── EXTRACTED INFORMATION
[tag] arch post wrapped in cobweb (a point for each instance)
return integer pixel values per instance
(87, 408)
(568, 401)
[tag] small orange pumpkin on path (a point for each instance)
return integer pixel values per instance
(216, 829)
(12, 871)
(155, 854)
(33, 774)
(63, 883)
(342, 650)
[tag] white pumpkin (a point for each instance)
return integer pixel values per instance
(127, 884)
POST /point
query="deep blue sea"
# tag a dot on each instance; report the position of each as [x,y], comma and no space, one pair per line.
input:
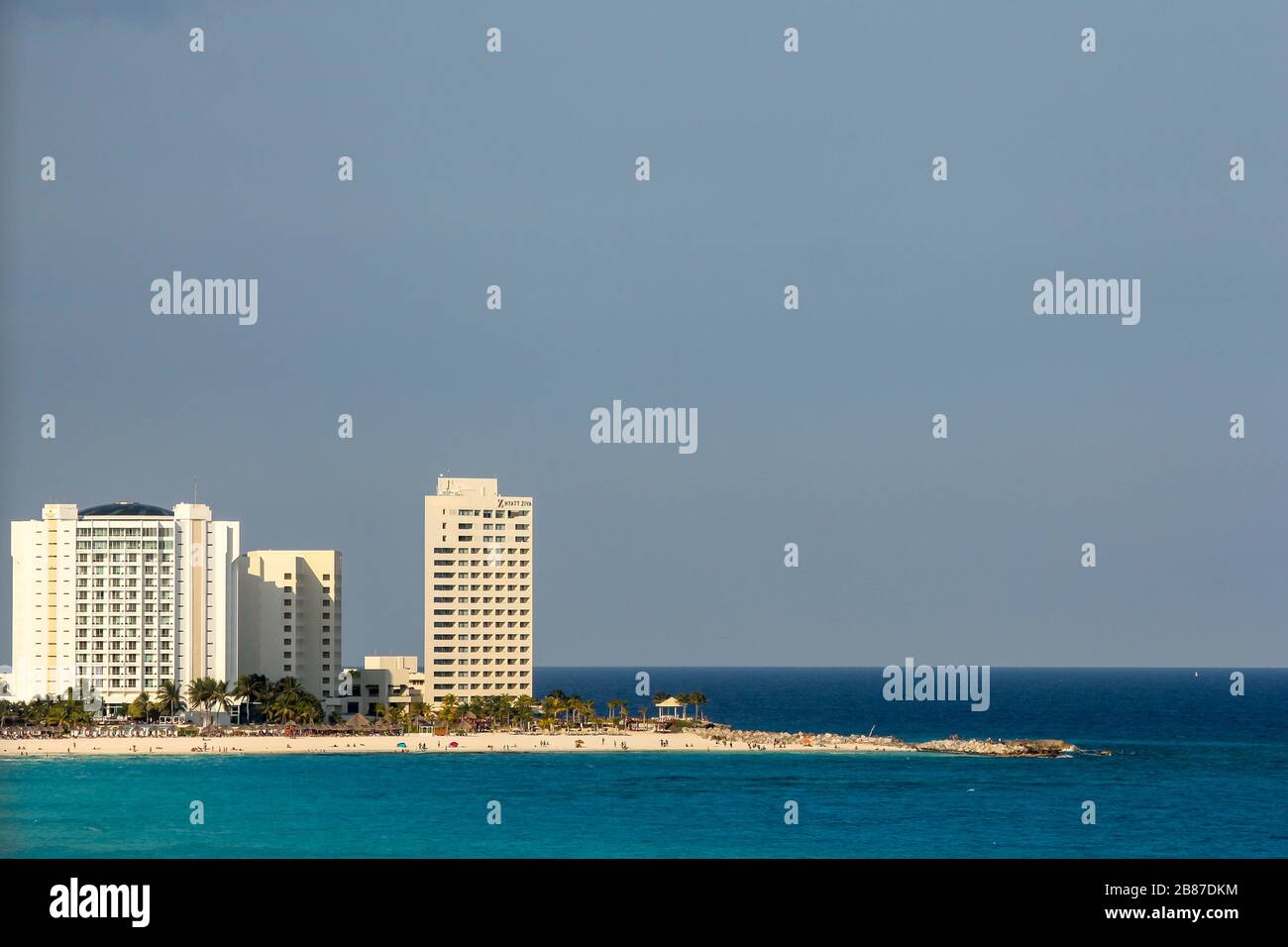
────
WHAT IS BEING ASKED: Give again, unchanged, only the lines from the line containing "[tag] small orange" to the last line of the records above. Pictures do not belong in the copy.

RIGHT ANSWER:
[tag] small orange pumpkin on path (a point for each instance)
return integer pixel values per instance
(216, 829)
(12, 871)
(155, 854)
(33, 774)
(63, 883)
(342, 650)
[tag] white pumpkin (a point for each instance)
return integer pixel values per instance
(127, 884)
POST /point
query="deep blue sea"
# tag a dot on each instance; report the position of each as [x,y], comma and no space, one pair per line.
input:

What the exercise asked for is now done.